[Point labeling examples]

▼▼▼

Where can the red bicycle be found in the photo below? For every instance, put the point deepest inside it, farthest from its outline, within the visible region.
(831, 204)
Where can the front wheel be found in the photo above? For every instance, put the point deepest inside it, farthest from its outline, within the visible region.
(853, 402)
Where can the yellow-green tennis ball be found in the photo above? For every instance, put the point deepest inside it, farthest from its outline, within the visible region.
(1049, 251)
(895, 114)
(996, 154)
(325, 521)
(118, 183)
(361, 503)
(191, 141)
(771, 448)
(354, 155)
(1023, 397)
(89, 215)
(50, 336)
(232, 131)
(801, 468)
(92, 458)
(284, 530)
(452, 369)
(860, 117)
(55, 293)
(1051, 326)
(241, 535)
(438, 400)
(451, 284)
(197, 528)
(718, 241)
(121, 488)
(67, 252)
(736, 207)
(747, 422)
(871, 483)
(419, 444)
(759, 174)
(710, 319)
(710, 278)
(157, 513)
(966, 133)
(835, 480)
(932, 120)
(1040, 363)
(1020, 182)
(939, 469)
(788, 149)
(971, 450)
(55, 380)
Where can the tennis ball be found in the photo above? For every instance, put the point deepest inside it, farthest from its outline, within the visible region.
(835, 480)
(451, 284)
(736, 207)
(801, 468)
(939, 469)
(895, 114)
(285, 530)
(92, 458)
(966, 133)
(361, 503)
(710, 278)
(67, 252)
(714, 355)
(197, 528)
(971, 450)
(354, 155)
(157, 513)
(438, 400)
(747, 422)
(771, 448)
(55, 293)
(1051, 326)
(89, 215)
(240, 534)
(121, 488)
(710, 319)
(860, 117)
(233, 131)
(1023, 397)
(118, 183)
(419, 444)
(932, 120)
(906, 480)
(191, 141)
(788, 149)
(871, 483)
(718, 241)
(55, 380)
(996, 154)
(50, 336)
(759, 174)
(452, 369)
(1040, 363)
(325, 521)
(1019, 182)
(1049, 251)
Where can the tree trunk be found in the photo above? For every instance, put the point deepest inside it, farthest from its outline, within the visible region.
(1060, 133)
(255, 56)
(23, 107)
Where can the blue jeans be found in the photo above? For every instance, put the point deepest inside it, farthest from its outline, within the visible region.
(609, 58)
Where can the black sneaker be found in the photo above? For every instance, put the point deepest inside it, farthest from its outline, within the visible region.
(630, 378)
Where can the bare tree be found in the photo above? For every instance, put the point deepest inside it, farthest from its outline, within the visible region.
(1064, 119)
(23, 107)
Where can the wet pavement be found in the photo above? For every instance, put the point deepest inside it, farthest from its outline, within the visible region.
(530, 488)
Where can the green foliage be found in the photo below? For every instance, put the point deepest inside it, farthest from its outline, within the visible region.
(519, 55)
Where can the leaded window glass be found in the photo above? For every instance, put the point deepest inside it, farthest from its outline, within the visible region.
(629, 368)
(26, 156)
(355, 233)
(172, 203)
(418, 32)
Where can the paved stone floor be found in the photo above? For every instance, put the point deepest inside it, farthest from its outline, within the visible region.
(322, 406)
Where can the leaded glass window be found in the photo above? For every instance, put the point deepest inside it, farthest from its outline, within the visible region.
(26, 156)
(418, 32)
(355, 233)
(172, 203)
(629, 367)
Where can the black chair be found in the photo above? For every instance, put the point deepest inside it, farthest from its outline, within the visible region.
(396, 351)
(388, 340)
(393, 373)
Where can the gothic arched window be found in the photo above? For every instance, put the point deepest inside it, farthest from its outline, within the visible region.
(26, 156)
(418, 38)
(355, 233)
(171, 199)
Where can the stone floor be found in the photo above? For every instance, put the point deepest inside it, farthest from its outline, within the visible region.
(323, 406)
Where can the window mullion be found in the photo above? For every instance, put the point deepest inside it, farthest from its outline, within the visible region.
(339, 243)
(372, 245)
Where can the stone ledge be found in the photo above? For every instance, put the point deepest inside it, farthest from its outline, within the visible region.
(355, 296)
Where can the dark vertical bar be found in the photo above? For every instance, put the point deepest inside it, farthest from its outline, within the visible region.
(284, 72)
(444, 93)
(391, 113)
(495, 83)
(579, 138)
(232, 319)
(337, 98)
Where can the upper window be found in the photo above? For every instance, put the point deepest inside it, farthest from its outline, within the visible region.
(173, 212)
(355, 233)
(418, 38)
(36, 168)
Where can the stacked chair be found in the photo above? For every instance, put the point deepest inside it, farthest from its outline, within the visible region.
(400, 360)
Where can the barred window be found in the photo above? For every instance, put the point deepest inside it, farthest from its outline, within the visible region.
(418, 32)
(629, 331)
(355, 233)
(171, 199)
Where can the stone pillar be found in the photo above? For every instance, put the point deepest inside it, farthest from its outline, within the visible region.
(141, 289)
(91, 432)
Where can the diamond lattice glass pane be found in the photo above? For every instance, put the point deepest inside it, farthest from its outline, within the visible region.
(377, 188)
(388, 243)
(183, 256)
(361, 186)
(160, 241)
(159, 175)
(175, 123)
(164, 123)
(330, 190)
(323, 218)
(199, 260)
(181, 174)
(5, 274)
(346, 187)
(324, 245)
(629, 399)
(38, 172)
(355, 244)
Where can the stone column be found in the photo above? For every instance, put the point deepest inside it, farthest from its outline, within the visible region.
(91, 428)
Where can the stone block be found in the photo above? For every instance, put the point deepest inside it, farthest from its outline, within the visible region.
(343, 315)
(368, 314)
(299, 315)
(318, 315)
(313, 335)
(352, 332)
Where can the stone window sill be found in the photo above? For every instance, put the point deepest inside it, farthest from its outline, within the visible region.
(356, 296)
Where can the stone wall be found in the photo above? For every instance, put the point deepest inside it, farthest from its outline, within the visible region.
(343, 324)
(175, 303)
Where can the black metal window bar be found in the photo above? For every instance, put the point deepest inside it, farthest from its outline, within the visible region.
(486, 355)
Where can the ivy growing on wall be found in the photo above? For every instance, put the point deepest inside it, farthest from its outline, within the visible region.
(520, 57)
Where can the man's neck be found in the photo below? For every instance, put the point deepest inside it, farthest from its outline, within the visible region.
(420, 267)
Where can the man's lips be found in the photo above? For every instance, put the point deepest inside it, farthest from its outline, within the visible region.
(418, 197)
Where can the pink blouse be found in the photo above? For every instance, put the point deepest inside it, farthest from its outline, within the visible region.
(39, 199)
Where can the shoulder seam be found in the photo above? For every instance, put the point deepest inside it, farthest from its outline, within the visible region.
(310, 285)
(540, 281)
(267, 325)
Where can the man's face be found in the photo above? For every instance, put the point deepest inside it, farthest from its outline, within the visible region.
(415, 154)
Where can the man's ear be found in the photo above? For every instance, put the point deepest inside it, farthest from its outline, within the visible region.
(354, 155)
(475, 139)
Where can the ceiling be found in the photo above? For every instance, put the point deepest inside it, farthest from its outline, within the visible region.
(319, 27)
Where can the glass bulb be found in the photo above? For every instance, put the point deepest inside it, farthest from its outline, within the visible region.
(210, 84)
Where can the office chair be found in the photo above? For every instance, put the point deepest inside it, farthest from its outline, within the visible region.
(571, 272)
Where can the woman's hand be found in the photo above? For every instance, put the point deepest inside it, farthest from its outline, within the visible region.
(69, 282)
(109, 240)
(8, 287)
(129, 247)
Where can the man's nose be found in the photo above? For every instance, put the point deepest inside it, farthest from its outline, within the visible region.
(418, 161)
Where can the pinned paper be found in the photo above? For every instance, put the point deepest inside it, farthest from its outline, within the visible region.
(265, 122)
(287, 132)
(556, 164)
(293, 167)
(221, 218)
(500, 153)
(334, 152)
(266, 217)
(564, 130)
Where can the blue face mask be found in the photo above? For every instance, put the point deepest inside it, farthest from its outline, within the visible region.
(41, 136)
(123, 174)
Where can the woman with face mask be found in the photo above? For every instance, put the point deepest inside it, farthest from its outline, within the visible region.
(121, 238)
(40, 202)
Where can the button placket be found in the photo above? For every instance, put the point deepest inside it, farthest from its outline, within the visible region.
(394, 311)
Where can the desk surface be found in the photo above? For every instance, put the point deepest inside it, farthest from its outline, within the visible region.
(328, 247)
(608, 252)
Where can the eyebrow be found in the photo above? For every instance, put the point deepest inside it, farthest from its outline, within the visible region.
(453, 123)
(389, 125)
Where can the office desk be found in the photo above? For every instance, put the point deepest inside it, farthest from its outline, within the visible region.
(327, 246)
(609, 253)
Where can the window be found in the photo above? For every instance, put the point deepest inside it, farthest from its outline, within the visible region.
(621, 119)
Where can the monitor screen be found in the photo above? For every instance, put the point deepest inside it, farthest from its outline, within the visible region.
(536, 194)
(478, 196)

▲▲▲

→ **Prompt**: What are the lines from the one with "Where can the eyebrow" through the last line of the records above? Quote them exactly and add nothing.

→ **Solved problem**:
Where can the eyebrow be found in the photo above? For every instance, put the point deepest inside it, farthest from its outline, within the visible region.
(453, 123)
(389, 125)
Where can the office desk be found in the photo above? For every instance, put the point deepest inside it, farthest from its outline, within the visible region.
(327, 246)
(609, 253)
Where can the window be found in the photo above? For every instance, put the point deepest inside it, farthest from its outline, within the visible region.
(621, 119)
Where can the monitor screen be found in the photo above? For every instance, put the point deepest inside it, farthest from its outline, within the visible region.
(536, 194)
(478, 196)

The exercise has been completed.